▶ _PROBLEM DESCRIPTION_: Decide whether each statement below agrees with the dairy wastewater text. Answer yes or no for each, and quote the deciding words of the text. 1. The treatment plant had to be designed and constructed within a 14 month period. 2. Effluent from the treatment process is discharged to a large river. 3. The major treatment process equipment was procured only after the final design was complete.

▶ _SUPPLIED PASSAGE_:

Got Milk? Got Wastewater Too! Treatment of Dairy Processing Wastewater
A major dairy processing operation owned and operated by the Michigan Milk Producers Association (MMPA) located in central lower Michigan was required to design and construct a process wastewater treatment plant within a 14 month period. The system is sized to treat up to 0.5 MGD of dairy processing wastewater at a biochemical oxygen demand (BOD) concentration up to 1,846 mg/L. Effluent from the treatment process is discharged to a relatively small receiving stream. The State of Michigan included very restrictive discharge criteria in the NPDES permit issued to MMPA for the new treatment process including a seasonal phosphorus limitation of 0.1 mg/L. Historical wastewater characteristics along with milk processing data from the plant were used to establish the treatment process basis of design. The treatment process was required to accommodate variable loadings due to seasonal and market fluctuations in the amount of milk received at the plant throughout the year. The treatment system incorporates preliminary equalization, activated sludge treatment using sequencing batch reactors (SBR), and secondary equalization prior to tertiary filtration. Selection, sizing, and procurement of the major treatment process equipment, prior to completion of the final design, was utilized to meet the aggressive schedule. This paper discusses the history of treatment alternatives used at the site, challenges involved in sizing a treatment system to accommodate a highly variable waste while meeting stringent discharge requirements, completing design and construction within an aggressive timeline, regulatory agency negotiations, and treatment system performance since start-up in early 2002.

▶ _MATERIAL PROVIDED_:
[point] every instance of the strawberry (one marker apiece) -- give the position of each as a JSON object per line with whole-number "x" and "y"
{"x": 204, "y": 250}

▶ _WORKED SOLUTION_:
1. Yes: "was required to design and construct a process wastewater treatment plant within a 14 month period"
2. No: "Effluent from the treatment process is discharged to a relatively small receiving stream."
3. No: "Selection, sizing, and procurement of the major treatment process equipment, prior to completion of the final design, was utilized to meet the aggressive schedule."